Exercise directions :: Starting with the line that contains "the white window" and going on through the last line below, write out every line in full. Multiply each marked x and y coordinate by 2.2 and round it to a whole number, with halves rounded up.

--- BEGIN Records for this exercise ---

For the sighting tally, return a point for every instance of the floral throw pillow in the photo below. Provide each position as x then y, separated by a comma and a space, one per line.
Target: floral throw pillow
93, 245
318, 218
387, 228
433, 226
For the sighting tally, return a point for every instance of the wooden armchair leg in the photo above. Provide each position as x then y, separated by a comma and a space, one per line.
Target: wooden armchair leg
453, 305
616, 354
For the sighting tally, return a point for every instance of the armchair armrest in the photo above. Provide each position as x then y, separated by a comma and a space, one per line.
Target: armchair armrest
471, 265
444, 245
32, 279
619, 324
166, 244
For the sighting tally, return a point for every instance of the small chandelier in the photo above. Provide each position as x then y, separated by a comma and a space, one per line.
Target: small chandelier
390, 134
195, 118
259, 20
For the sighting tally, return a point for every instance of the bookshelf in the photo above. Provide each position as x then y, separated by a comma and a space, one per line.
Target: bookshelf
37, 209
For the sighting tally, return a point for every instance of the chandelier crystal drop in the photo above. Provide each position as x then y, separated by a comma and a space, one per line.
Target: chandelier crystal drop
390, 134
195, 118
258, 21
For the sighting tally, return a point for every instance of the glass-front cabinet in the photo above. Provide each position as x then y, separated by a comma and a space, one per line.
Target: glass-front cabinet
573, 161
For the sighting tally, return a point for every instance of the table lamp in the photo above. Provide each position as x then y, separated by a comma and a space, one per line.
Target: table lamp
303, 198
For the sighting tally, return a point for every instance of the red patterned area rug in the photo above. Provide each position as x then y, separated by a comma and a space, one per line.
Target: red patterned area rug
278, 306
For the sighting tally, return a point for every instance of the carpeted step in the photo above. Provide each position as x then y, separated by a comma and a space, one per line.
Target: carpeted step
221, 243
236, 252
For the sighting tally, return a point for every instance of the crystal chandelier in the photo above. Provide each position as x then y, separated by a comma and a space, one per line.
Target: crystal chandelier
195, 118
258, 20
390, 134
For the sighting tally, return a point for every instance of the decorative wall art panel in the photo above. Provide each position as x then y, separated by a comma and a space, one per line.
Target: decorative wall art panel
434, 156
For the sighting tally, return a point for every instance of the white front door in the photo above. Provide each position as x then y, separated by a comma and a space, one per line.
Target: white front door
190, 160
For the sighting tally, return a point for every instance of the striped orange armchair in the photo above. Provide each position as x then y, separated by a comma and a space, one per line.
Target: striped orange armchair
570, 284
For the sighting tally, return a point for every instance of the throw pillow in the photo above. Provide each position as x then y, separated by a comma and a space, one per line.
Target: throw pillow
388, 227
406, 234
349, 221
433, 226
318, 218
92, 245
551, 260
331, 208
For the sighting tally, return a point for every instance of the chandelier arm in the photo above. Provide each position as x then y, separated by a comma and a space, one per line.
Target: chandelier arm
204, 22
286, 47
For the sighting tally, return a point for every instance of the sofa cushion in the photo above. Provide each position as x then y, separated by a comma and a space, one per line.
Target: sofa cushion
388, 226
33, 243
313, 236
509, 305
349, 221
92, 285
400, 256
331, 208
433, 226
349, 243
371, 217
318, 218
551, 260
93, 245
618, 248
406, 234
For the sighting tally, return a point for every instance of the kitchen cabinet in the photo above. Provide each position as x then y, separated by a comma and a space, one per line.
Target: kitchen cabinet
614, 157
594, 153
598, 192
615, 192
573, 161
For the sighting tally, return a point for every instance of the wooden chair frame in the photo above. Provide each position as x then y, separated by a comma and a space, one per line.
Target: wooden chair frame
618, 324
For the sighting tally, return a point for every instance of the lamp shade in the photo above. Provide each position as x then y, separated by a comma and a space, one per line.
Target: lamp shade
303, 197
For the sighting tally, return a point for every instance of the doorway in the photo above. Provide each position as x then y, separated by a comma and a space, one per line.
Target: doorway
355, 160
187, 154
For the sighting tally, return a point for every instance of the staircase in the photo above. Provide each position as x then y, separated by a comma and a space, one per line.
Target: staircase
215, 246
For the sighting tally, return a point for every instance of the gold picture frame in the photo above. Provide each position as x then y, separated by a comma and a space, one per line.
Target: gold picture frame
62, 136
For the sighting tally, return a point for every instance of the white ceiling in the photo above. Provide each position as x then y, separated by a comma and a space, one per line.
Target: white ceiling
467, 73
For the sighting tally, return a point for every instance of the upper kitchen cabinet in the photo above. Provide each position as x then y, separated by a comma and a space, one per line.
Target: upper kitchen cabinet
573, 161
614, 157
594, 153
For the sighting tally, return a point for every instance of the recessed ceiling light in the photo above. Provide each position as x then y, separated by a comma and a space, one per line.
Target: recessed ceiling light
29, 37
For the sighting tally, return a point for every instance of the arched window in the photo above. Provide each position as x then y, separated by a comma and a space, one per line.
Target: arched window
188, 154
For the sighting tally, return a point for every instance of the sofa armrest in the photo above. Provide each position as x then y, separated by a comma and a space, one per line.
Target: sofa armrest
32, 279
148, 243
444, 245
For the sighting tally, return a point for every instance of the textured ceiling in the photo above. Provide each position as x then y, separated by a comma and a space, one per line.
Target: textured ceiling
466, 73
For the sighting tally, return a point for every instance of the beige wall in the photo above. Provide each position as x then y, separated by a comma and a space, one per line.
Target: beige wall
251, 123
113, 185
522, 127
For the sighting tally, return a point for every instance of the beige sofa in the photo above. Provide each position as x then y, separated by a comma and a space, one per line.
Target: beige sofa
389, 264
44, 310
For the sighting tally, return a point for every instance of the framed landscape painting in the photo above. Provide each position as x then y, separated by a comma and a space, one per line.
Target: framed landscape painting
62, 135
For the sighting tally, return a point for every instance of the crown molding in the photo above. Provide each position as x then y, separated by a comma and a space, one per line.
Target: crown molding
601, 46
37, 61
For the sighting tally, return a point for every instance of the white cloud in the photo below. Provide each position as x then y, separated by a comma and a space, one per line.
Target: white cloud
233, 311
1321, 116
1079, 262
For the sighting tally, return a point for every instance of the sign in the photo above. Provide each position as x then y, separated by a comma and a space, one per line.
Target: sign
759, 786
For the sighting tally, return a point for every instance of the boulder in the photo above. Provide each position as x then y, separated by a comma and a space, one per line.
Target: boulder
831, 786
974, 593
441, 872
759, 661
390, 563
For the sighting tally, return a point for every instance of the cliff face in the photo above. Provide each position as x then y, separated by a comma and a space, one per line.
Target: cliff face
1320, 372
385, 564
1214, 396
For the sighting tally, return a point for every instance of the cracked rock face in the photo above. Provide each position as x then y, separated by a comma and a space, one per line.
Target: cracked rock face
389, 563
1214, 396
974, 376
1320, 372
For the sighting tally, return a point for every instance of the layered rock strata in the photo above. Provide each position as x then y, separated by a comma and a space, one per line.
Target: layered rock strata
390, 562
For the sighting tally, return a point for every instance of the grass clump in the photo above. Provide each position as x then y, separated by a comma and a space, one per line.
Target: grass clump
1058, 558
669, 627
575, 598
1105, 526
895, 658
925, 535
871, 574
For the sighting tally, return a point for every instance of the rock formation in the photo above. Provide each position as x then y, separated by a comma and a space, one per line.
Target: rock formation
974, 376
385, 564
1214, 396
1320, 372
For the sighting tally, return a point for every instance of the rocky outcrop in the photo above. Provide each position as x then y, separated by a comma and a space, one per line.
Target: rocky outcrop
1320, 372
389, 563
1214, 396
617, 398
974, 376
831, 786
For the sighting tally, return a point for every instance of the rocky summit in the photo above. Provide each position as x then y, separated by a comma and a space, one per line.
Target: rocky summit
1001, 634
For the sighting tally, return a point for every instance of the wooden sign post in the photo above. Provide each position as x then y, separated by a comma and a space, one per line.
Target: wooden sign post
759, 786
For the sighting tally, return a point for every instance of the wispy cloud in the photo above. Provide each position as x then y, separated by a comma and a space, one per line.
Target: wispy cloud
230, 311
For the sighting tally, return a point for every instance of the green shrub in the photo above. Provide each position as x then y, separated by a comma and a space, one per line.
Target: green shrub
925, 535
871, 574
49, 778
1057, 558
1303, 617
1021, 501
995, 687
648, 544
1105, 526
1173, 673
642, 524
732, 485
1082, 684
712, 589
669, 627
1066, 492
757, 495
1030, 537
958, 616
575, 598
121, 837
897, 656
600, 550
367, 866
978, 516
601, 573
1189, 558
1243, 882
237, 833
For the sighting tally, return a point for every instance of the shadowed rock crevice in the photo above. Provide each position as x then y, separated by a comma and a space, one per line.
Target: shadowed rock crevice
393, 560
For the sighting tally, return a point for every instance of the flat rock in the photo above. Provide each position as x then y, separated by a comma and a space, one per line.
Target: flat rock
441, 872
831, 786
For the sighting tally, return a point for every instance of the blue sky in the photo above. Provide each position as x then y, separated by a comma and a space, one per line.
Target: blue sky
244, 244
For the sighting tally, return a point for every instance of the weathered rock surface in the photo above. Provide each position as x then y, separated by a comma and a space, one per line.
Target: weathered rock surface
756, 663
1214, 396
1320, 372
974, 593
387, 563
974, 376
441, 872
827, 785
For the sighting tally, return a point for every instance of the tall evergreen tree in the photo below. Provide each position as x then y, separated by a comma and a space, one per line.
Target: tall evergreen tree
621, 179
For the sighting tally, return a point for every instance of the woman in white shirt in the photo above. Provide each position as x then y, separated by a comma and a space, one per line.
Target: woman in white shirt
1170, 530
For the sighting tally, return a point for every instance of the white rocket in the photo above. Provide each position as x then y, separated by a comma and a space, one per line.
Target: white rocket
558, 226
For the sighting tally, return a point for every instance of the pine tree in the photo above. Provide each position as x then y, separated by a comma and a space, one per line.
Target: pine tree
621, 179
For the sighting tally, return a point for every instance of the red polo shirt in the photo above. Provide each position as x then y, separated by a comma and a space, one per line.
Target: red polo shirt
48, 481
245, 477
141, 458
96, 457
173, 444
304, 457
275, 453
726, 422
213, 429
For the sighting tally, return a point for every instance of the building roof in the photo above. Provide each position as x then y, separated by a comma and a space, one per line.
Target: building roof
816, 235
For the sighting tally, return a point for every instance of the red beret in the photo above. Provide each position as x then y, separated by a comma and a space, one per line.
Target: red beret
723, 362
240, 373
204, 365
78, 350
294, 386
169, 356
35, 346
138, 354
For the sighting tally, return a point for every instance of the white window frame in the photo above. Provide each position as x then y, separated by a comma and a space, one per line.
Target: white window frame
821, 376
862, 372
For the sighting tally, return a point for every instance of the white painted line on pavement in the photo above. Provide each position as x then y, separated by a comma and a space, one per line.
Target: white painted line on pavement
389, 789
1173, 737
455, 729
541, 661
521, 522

--- END Records for this exercise ---

Answer ::
For the sighting tally, return a point for every instance of the white window frame in the photo above. Provide each position as x then y, separated by a comma and a space, one per line.
Target: white window frame
1806, 827
1896, 818
For the sighting tally, return a point for every instance of the white painted line on pavement in the photo above. Provide each position as x then y, separated by a comma and a space, one per line.
Target: white painted line on pavement
856, 1736
2581, 1621
1001, 1604
1190, 1454
1146, 1148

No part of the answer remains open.